Extrait du document:
= = = =

Premier néophotologisme commençant par un V a priori, mais il faudrait que je m’en assure. Et celui-ci me concerne directement – mais pas exclusivement ! – puisque vagamonder consiste tout simplement à vagabonder à la surface du monde par tous les moyens possibles et sans autre but que de se nourrir et de s’émerveiller de l’altérité, qu’elle soit philosophique, géographique, ethnologique ou anthropologique. Ainsi, je vagamonde avec un bonheur sans cesse renouvelé qui appelle au départ constant.
L’an passé ou plus loin encore, faute de clone compréhensif ou plutôt de clone tout court, je me suis mise à scanner, plus ou moins méthodiquement, les négatifs de mes années argentiques. Au bout du 4 487e scan, je me suis sentie un peu lasse… La répétition sans doute. J’ai donc stoppé là, temporairement j’espère, ma mission de préservation et de réactivation de ma mémoire. En quelques semaines, j’avais ainsi vu défiler plusieurs années de ma vie, essentiellement la partie composée de voyages et d’évasions, celle des moments forts.
J’avais parcouru des dizaines de milliers de kilomètres, du désert du Namib au Machu Picchu en passant par les plages de Californie ; j’avais arpenté New York, Monbasa et Istanbul ; j’avais croisé des manchots, des girafes et même des dromadaires ; j’avais siroté du thé marocain, savouré des pasteis de nata portugaises et dévoré des burgers canadiens le tout arrosé de cappuccinos italiens ; j’avais revu des amis, de la famille et des inconnus, dont certains sont toujours là et d’autres plus… J’avais parcouru tout cela et beaucoup d’autres choses encore sans trop me voir finalement. Ce qui m’avait fait repenser au titre d’un film d’Isabel Coixet, « Ma vie sans moi », même si cela n’avait rien à voir. Ma vie sans moi donc car je n’y apparaissais pas formellement, mais ma vie à moi puisqu’il s’agissait bien là de ce que j’avais vécu et voulu enregistrer de ce que j’avais vu sachant que j’allais certainement l’oublier, un jour prochain, tout du moins dans les détails. C’est une étrange sensation…
A cette époque là, je ne savais pas que la photographie allait prendre autant de place dans ma vie. J’en suis toujours étonnée d’ailleurs (même si cela me paraît tout à fait logique finalement). Ce qui m’a fait poser un regard d’un autre type sur ces images extraites du passé au moment même où je les scannais assez machinalement, me refusant à faire un tri drastique entre les « bonnes » photos ou les « mauvaises » photos. Car une mauvaise photo peut rappeler un très bon souvenir. Au-delà de cette montagne de réminiscences, donc, j’avais devant moi des années de recherche inconsciente, j’avais l’évolution de ma photographie, son cheminement, ses tâtonnements, ses errances, ses ratés (très nombreux a posteriori), ses approximations, ses systématismes, ses retours en arrière, ses réflexions, ses codes, ses leitmotivs, ses déclics et parfois ses fulgurances… Parmi elles, j’ai une vraie tendresse pour cette image. Fin des années 1990. Sri Lanka. Sud. Je suis juste dans la jeep devant. Je ne me cache pas pour prendre cette photo. Aujourd’hui, le trio de tête m’interpelle étrangement. Alors qu’ils sont ensemble, dans cette même unité de lieu motorisée et cahotante, il me semble évident qu’ils sont tous trois ailleurs, chacun sur sa planète, chacun dans son monde, chacun dégageant une atmosphère particulière, chacun avec une relation singulière à ce monde dans lequel, techniquement, nous vivons tous et où nous sommes à la recherche d’éléphants…
Si je focalise toute mon attention sur mes deux amis à la lisière de ce wagon au fer piqué par les années regardant eux-mêmes intensément, fixement, pensifs et comme envoûtés, le futur s’approcher à grandes enjambées et le paysage défiler hors du cadre fermé de cette porte de train ouverte, verrai-je aussi ce qu’ils voient ? En somme, le regard est-il transitif ?

= = = =

Données fournies:
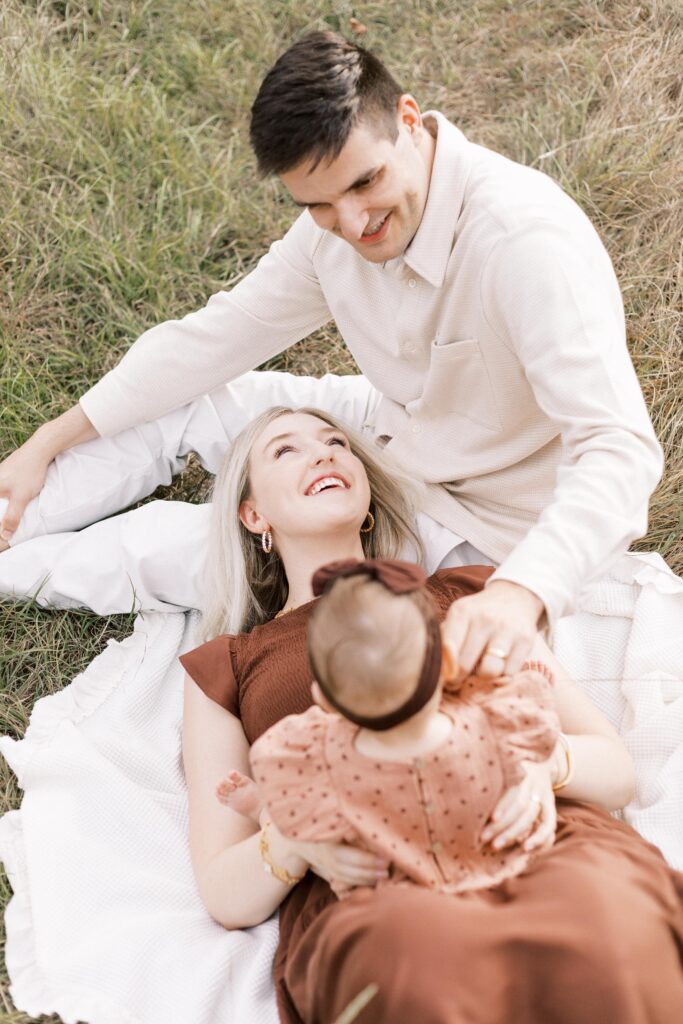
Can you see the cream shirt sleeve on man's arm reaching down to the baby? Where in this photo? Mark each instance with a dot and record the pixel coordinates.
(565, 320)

= = = =

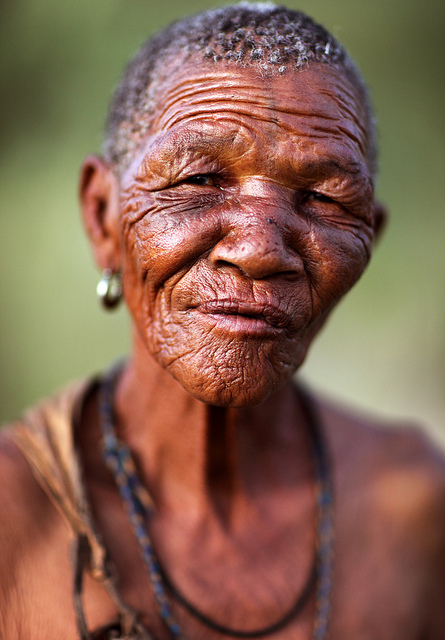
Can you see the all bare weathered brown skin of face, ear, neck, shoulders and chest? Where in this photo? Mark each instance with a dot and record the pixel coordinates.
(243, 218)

= = = =

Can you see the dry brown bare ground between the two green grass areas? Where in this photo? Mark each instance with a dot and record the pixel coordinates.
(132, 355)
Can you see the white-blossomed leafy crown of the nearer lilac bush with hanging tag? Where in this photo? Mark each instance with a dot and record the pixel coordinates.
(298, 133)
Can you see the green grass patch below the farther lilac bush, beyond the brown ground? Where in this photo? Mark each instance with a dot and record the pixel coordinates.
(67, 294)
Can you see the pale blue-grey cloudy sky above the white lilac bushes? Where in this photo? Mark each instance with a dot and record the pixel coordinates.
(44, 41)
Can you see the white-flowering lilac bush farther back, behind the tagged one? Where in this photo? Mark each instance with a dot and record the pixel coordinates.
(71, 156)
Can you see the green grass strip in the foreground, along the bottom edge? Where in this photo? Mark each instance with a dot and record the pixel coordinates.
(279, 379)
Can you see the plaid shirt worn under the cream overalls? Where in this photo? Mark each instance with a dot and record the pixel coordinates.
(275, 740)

= = = =

Énoncé 1:
Dans l'extrait, après combien de scans de négatifs la numérisation a-t-elle été interrompue ?
Énoncé 2:
D'après l'extrait, pourquoi les négatifs ont-ils été scannés sans tri entre les « bonnes » et les « mauvaises » photos ?
Énoncé 3:
Poursuivez l'extrait après sa dernière phrase, dans le même ton.
La liste n'a aucun lien avec l'extrait.

Réponse obtenue 1:
Après le 4 487e scan.

Réponse obtenue 2:
Parce qu'une mauvaise photo peut rappeler un très bon souvenir.

Réponse obtenue 3:
Après tant d’années, il y a prescription. Donc, je vous le dis. Pour arriver là, c’est-à-dire, sur cette plage de galets donnant sur un Océan Indien version 50e hurlants somme toute assez paisible, où se jette sans grand fracas la Rivière des Macaronis, du nom d’une espèce de manchots à aigrettes qui ne sont pourtant pas ceux présents à l’embouchure à cet instant précis – en l’occurrence, des papous -, nous avons feinté. Pire, nous – mes trois camarades de manip’ et moi-même – avons fait le mur pendant deux jours et demi, et, par conséquent, menti, par omission, aux autorités locales miraculeusement hors de portée de VHF.
Notre mission officielle, acceptée : réparer le toit d’une des cabanes de la Presqu’île Ronarc’h, une pure beauté minérale vierge accrochée au sud-est des Iles Kerguelen, à quelques heures de bateau de la base de Port-aux-Français. Notre mission secrète, telle que nous l’avions imaginée et préparée à la lueur de nos bougies et des étoiles plein les yeux, allant jusqu’à cacher notre matériel de bivouac dans des touques : régler cette histoire de toit aussi vite que possible puis déserter ladite cabane afin d’explorer cette majestueuse presqu’île rocheuse, tâter des souilles, des pierriers et des azorelles, jusqu’à atteindre, en particulier, cette Anse de la Caverne énigmatique et magnétique car au bout du bout du monde.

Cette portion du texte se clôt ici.